**What you will do**: Transcribe exactly the lines from the one holding "Pin each instance of the yellow building" to the end of the data below, including both of those lines and no others.

# # # # # # #

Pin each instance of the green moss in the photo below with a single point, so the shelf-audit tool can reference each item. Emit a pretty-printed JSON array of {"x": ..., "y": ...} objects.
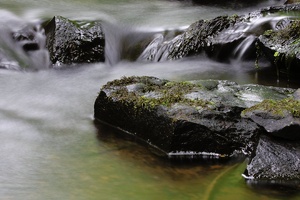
[
  {"x": 155, "y": 93},
  {"x": 277, "y": 107}
]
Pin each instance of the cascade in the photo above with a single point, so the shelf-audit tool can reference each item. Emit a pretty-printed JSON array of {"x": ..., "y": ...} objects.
[{"x": 251, "y": 31}]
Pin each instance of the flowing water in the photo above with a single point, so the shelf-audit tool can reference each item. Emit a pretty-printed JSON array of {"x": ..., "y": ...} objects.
[{"x": 50, "y": 147}]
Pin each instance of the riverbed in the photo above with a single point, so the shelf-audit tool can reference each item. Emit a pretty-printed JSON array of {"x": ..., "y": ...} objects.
[{"x": 50, "y": 147}]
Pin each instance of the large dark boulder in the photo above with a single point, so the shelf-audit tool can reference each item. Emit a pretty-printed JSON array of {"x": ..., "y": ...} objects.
[
  {"x": 71, "y": 42},
  {"x": 198, "y": 38},
  {"x": 184, "y": 118},
  {"x": 276, "y": 161},
  {"x": 221, "y": 38}
]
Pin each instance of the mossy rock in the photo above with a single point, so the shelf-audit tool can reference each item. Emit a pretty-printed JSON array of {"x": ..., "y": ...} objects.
[
  {"x": 282, "y": 47},
  {"x": 72, "y": 42},
  {"x": 279, "y": 118},
  {"x": 184, "y": 118}
]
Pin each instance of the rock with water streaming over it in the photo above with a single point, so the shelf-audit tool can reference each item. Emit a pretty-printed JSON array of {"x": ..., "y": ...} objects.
[
  {"x": 23, "y": 48},
  {"x": 184, "y": 118},
  {"x": 199, "y": 37},
  {"x": 71, "y": 42},
  {"x": 282, "y": 46}
]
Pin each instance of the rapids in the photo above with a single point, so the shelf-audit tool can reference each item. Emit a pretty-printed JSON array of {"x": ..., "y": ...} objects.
[{"x": 50, "y": 147}]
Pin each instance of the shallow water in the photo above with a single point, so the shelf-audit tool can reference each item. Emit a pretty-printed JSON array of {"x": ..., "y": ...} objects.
[{"x": 50, "y": 147}]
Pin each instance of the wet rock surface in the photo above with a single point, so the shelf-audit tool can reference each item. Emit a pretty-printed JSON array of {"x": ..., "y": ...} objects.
[
  {"x": 196, "y": 39},
  {"x": 282, "y": 46},
  {"x": 275, "y": 159},
  {"x": 23, "y": 48},
  {"x": 71, "y": 42},
  {"x": 278, "y": 118},
  {"x": 184, "y": 118}
]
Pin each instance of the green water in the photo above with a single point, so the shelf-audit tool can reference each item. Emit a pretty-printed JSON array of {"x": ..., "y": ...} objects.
[{"x": 50, "y": 147}]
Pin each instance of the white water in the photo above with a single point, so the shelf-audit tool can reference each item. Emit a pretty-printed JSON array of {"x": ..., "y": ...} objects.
[{"x": 48, "y": 143}]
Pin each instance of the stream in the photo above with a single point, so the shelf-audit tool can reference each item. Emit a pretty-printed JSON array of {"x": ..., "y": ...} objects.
[{"x": 49, "y": 145}]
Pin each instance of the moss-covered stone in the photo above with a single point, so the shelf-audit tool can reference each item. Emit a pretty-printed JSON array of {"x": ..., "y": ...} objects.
[
  {"x": 71, "y": 42},
  {"x": 184, "y": 118},
  {"x": 278, "y": 108},
  {"x": 279, "y": 118},
  {"x": 282, "y": 47}
]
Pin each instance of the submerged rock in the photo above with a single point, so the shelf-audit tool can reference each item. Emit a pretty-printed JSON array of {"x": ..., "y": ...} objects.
[
  {"x": 184, "y": 118},
  {"x": 74, "y": 41},
  {"x": 276, "y": 161}
]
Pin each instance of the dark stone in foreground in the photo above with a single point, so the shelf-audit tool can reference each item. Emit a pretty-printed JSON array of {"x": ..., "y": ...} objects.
[
  {"x": 184, "y": 118},
  {"x": 276, "y": 160},
  {"x": 71, "y": 42}
]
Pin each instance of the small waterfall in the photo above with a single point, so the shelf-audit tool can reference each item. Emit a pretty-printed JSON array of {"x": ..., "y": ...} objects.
[
  {"x": 22, "y": 46},
  {"x": 251, "y": 31}
]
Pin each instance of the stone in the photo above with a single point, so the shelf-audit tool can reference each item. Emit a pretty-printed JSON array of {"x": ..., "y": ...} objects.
[
  {"x": 72, "y": 42},
  {"x": 278, "y": 118},
  {"x": 275, "y": 160},
  {"x": 194, "y": 118}
]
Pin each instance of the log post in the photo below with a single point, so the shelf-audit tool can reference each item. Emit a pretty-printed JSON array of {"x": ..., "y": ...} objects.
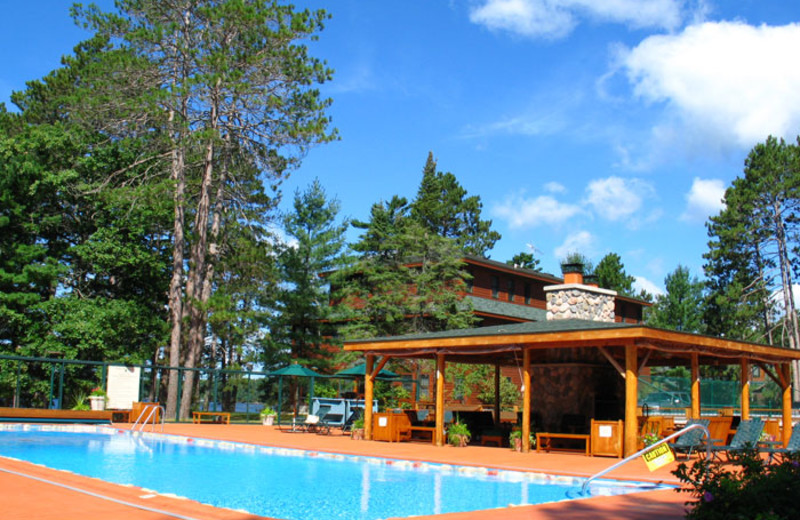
[{"x": 631, "y": 397}]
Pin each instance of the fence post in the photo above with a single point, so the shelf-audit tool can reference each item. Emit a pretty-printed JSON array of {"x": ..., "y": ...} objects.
[
  {"x": 61, "y": 388},
  {"x": 52, "y": 384},
  {"x": 19, "y": 382}
]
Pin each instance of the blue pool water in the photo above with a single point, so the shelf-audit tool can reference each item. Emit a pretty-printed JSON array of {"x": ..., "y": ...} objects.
[{"x": 284, "y": 483}]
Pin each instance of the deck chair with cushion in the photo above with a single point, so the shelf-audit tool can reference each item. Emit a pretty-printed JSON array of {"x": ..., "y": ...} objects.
[
  {"x": 312, "y": 422},
  {"x": 793, "y": 448},
  {"x": 747, "y": 435},
  {"x": 355, "y": 415},
  {"x": 689, "y": 441},
  {"x": 326, "y": 419}
]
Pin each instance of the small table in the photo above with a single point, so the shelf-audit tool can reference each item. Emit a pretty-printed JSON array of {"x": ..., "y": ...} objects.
[
  {"x": 426, "y": 430},
  {"x": 215, "y": 417},
  {"x": 543, "y": 441}
]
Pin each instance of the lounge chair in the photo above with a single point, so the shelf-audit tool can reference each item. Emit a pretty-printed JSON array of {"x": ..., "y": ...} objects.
[
  {"x": 689, "y": 441},
  {"x": 747, "y": 435},
  {"x": 312, "y": 421},
  {"x": 355, "y": 415},
  {"x": 792, "y": 448}
]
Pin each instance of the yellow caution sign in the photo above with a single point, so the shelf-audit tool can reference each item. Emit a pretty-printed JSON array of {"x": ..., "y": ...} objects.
[{"x": 659, "y": 456}]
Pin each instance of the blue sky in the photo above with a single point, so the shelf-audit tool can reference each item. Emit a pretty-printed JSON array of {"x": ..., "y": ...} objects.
[{"x": 584, "y": 125}]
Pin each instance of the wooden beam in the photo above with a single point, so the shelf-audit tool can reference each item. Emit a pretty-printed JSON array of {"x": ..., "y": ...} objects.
[
  {"x": 440, "y": 367},
  {"x": 380, "y": 366},
  {"x": 695, "y": 386},
  {"x": 631, "y": 397},
  {"x": 497, "y": 395},
  {"x": 745, "y": 380},
  {"x": 770, "y": 373},
  {"x": 526, "y": 401},
  {"x": 645, "y": 360},
  {"x": 785, "y": 371},
  {"x": 613, "y": 361},
  {"x": 368, "y": 393}
]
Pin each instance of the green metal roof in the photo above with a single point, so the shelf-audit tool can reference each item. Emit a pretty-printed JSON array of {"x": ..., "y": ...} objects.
[{"x": 532, "y": 327}]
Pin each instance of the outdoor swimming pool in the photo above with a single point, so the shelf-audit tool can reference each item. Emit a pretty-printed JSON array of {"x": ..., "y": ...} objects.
[{"x": 285, "y": 483}]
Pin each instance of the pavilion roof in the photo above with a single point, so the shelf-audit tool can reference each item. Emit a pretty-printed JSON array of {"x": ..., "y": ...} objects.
[{"x": 501, "y": 343}]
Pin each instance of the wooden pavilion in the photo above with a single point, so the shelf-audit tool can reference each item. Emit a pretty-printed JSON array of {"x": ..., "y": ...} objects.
[{"x": 626, "y": 348}]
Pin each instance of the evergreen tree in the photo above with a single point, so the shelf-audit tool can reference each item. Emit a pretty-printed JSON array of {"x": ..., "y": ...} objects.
[
  {"x": 232, "y": 93},
  {"x": 315, "y": 249},
  {"x": 406, "y": 278},
  {"x": 681, "y": 308},
  {"x": 525, "y": 261},
  {"x": 610, "y": 272},
  {"x": 443, "y": 207}
]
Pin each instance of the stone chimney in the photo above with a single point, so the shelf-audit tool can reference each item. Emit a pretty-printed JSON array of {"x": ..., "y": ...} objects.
[{"x": 575, "y": 301}]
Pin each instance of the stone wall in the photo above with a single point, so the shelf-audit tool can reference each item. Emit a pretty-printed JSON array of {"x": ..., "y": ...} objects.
[{"x": 579, "y": 302}]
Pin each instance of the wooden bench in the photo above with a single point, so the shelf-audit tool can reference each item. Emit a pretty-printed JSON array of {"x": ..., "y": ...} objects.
[
  {"x": 426, "y": 430},
  {"x": 213, "y": 418},
  {"x": 58, "y": 416},
  {"x": 543, "y": 441}
]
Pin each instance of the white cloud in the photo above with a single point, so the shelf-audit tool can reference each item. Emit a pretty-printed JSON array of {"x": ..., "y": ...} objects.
[
  {"x": 615, "y": 198},
  {"x": 521, "y": 212},
  {"x": 641, "y": 282},
  {"x": 557, "y": 18},
  {"x": 725, "y": 81},
  {"x": 704, "y": 199},
  {"x": 555, "y": 187},
  {"x": 581, "y": 242}
]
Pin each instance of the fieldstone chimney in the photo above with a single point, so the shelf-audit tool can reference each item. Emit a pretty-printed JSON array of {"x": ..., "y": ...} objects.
[{"x": 575, "y": 301}]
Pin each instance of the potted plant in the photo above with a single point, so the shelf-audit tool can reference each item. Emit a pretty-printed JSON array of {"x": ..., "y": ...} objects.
[
  {"x": 268, "y": 416},
  {"x": 458, "y": 434},
  {"x": 97, "y": 399},
  {"x": 515, "y": 440},
  {"x": 358, "y": 429}
]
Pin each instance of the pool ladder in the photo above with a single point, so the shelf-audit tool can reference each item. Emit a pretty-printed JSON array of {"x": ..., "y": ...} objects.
[
  {"x": 648, "y": 448},
  {"x": 155, "y": 411}
]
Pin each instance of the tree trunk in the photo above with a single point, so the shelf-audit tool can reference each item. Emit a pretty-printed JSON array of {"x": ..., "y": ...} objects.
[{"x": 176, "y": 283}]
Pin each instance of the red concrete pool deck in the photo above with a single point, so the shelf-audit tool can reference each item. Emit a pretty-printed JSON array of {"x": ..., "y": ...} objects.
[{"x": 24, "y": 498}]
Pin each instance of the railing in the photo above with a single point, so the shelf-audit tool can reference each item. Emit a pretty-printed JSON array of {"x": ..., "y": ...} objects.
[
  {"x": 154, "y": 413},
  {"x": 648, "y": 448}
]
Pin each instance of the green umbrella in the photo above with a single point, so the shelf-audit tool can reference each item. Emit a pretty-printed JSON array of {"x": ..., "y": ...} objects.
[{"x": 294, "y": 370}]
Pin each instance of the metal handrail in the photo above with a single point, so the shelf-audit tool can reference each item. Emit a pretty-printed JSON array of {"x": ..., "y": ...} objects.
[
  {"x": 648, "y": 448},
  {"x": 153, "y": 410}
]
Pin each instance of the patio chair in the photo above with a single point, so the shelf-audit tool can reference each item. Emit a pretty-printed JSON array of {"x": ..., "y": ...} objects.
[
  {"x": 689, "y": 441},
  {"x": 326, "y": 420},
  {"x": 355, "y": 415},
  {"x": 747, "y": 435},
  {"x": 311, "y": 422},
  {"x": 792, "y": 448}
]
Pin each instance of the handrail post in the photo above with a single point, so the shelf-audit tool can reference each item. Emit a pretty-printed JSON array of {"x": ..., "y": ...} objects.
[{"x": 648, "y": 448}]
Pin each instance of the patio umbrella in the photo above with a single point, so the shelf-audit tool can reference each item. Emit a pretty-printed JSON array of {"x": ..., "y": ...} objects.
[{"x": 294, "y": 370}]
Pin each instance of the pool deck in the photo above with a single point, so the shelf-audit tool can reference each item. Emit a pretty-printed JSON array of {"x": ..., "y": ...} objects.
[{"x": 24, "y": 498}]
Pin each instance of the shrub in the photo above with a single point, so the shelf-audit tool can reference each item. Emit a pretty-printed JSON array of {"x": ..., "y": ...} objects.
[
  {"x": 458, "y": 434},
  {"x": 745, "y": 489}
]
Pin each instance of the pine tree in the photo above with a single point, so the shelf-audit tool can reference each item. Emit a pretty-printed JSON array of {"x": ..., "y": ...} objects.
[
  {"x": 681, "y": 308},
  {"x": 443, "y": 207},
  {"x": 315, "y": 248},
  {"x": 610, "y": 272}
]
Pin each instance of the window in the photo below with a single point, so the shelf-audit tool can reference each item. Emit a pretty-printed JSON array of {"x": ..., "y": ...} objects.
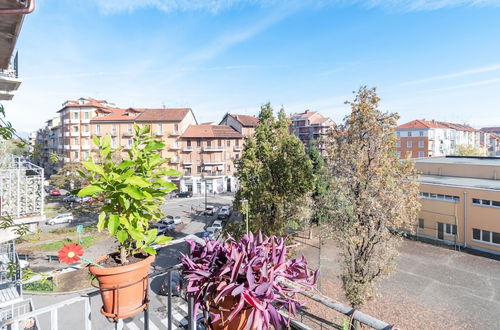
[{"x": 485, "y": 236}]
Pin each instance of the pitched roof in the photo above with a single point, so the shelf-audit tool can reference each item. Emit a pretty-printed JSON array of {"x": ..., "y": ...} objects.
[
  {"x": 246, "y": 120},
  {"x": 415, "y": 124},
  {"x": 116, "y": 115},
  {"x": 168, "y": 114},
  {"x": 211, "y": 131}
]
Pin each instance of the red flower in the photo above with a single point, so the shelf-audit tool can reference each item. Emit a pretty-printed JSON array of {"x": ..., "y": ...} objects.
[{"x": 70, "y": 253}]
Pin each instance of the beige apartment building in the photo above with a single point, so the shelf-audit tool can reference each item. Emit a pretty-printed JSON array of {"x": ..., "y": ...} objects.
[
  {"x": 166, "y": 125},
  {"x": 244, "y": 124},
  {"x": 208, "y": 155},
  {"x": 460, "y": 198},
  {"x": 310, "y": 126}
]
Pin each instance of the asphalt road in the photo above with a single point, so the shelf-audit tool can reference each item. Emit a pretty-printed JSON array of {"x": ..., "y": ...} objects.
[{"x": 71, "y": 317}]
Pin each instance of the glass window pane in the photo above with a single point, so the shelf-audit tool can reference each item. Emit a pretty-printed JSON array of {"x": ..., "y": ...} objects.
[
  {"x": 476, "y": 234},
  {"x": 486, "y": 236},
  {"x": 496, "y": 238}
]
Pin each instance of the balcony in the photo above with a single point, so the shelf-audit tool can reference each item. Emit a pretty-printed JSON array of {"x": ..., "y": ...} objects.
[{"x": 213, "y": 149}]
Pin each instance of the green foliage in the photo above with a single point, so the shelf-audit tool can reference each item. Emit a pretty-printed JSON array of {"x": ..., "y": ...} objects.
[
  {"x": 371, "y": 192},
  {"x": 275, "y": 176},
  {"x": 468, "y": 150},
  {"x": 133, "y": 190},
  {"x": 69, "y": 177}
]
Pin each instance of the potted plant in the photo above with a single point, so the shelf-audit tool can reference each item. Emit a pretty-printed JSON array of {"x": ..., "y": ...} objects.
[
  {"x": 131, "y": 191},
  {"x": 237, "y": 282}
]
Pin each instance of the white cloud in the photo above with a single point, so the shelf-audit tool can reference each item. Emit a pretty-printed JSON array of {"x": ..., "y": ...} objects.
[
  {"x": 215, "y": 6},
  {"x": 490, "y": 68}
]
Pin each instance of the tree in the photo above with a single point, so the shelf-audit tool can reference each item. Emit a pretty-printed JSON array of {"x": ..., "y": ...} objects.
[
  {"x": 68, "y": 177},
  {"x": 468, "y": 150},
  {"x": 371, "y": 192},
  {"x": 275, "y": 176}
]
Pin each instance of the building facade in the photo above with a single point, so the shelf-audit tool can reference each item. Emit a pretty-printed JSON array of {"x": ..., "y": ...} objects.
[
  {"x": 310, "y": 126},
  {"x": 208, "y": 156},
  {"x": 460, "y": 198}
]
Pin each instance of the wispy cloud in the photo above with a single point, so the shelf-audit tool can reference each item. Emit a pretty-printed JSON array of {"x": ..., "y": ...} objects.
[
  {"x": 490, "y": 68},
  {"x": 215, "y": 6}
]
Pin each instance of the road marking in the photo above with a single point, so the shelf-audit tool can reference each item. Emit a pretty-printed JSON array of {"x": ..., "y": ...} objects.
[
  {"x": 152, "y": 326},
  {"x": 132, "y": 326}
]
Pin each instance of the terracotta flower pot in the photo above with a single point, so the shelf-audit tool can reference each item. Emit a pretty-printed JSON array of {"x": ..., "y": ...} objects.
[
  {"x": 224, "y": 309},
  {"x": 124, "y": 289}
]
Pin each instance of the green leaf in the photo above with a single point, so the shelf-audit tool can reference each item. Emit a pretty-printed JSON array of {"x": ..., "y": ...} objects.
[
  {"x": 102, "y": 221},
  {"x": 113, "y": 223},
  {"x": 93, "y": 168},
  {"x": 151, "y": 235},
  {"x": 89, "y": 190},
  {"x": 121, "y": 236},
  {"x": 137, "y": 181},
  {"x": 162, "y": 239},
  {"x": 133, "y": 192},
  {"x": 149, "y": 250}
]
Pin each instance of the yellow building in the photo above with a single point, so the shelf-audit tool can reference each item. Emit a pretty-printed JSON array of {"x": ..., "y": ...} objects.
[{"x": 460, "y": 198}]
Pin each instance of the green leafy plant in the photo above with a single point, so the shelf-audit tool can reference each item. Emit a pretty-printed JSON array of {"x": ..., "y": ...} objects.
[{"x": 132, "y": 191}]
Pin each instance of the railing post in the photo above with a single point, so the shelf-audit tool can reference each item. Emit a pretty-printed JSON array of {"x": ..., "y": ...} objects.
[
  {"x": 53, "y": 319},
  {"x": 88, "y": 314},
  {"x": 169, "y": 277}
]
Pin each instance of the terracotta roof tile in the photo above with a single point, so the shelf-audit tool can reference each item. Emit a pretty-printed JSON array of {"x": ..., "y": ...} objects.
[
  {"x": 211, "y": 131},
  {"x": 169, "y": 114},
  {"x": 414, "y": 124},
  {"x": 246, "y": 120}
]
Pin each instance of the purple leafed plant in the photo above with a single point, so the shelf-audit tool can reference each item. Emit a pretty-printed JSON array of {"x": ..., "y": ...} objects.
[{"x": 247, "y": 273}]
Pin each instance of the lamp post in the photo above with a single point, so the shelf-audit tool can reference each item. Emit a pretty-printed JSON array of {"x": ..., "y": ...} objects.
[{"x": 245, "y": 203}]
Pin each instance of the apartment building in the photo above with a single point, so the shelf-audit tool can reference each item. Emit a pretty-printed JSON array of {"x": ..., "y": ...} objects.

# # # # # # #

**Correct result**:
Pin each instance of the yellow building in the photo above with a single point, so the shelf-audit tool can reference each item. Emit a pretty-printed JSON array of {"x": ..., "y": ...} objects.
[{"x": 460, "y": 198}]
Pin each instance of the green leafy plant in the photo above with a single point, so the shelf-audit tool can reference each item. Emit a pretty-printed JSON array of {"x": ..., "y": ...} objects.
[{"x": 132, "y": 191}]
Pin each instance of the railing post in the photo above with a single point, so the shelf-audit tool can reference each item. Emit a pretty-printed JSON array of {"x": ..., "y": ...} objects.
[
  {"x": 53, "y": 319},
  {"x": 88, "y": 314},
  {"x": 169, "y": 277}
]
Pin each instance of the terracotta roof tile in the photo above with a single point, so the shelf-audit tool can reference each item. Emit a pretty-printed JSON array of {"x": ..., "y": ...} objects.
[
  {"x": 211, "y": 131},
  {"x": 169, "y": 114},
  {"x": 414, "y": 124},
  {"x": 246, "y": 120}
]
Pin each instance of the purple leafed plant in the photo above with a single point, so the shelf-audit tool can reference each item. Emit a pretty-printed JSON array of {"x": ..., "y": ...} objects.
[{"x": 247, "y": 273}]
Pin each instance of the lamp post in the photo above with a single point, so the shelf-audit tool can reference each item. Emit a pretty-printed JSON array of {"x": ..., "y": ...} objects.
[{"x": 245, "y": 203}]
Pin each instance of the apartment building in the photo above with a single point, so the shelf-audit tool can reference each item. Emit a pretty-printed JSON array of {"x": ..., "y": ...} objects.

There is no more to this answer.